# Text segment
[start]

Scalable State Machine Replication

Staff - Faculty of Informatics

Start date: 16 February 2016

End date: 17 February 2016

You are cordially invited to attend the PhD Dissertation Defense of Eduardo BEZERRA on Tuesday, February 16th 2016 at 14h30 in room SI-008 (Informatics building)

Abstract:
Redundancy provides fault-tolerance. A service can run on multiple servers that replicate each other, in order to provide service availability even in the case of crashes. A way to implement such a replicated service is by using techniques like state machine replication (SMR). SMR provides fault tolerance, while being linearizable, that is, clients cannot distinguish the behaviour of the replicated system to that of a single-site, unreplicated one. However, having a fully replicated, linearizable system comes at a cost, namely, scalability - by scalability we mean that adding servers will always increase the maximum system throughput, at least for some workloads. Even with a careful setup and using optimizations that avoid unnecessary redundant actions to be taken by servers, at some point the throughput of a system replicated with SMR cannot be increased by additional servers; in fact, adding replicas may even degrade performance. A way to achieve scalability is by partitioning the service state and then allowing partitions to work independently. Having a partitioned, yet linearizable and reasonably performant service is not trivial, and this is the topic of research addressed here.

[end]

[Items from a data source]
[start]

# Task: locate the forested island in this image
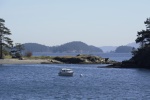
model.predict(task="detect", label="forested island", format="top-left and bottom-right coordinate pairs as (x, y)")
top-left (23, 41), bottom-right (103, 53)
top-left (109, 18), bottom-right (150, 69)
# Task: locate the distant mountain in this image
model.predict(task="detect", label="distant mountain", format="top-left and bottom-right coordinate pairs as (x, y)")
top-left (126, 42), bottom-right (139, 48)
top-left (100, 42), bottom-right (139, 52)
top-left (24, 41), bottom-right (103, 53)
top-left (115, 46), bottom-right (133, 53)
top-left (100, 46), bottom-right (117, 52)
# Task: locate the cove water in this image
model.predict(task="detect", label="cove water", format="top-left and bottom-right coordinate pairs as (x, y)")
top-left (0, 54), bottom-right (150, 100)
top-left (0, 64), bottom-right (150, 100)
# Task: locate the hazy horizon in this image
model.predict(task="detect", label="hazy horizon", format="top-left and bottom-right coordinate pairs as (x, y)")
top-left (0, 0), bottom-right (150, 47)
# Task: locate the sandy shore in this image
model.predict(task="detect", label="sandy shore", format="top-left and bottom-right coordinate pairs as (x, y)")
top-left (0, 59), bottom-right (49, 64)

[end]

# Brief
Can you write out the part of the announcement on state machine replication that opens with the words containing "Staff - Faculty" and closes with "SI-008 (Informatics building)"? Work from the announcement alone, not from the rows.

# Complete output
Staff - Faculty of Informatics

Start date: 16 February 2016

End date: 17 February 2016

You are cordially invited to attend the PhD Dissertation Defense of Eduardo BEZERRA on Tuesday, February 16th 2016 at 14h30 in room SI-008 (Informatics building)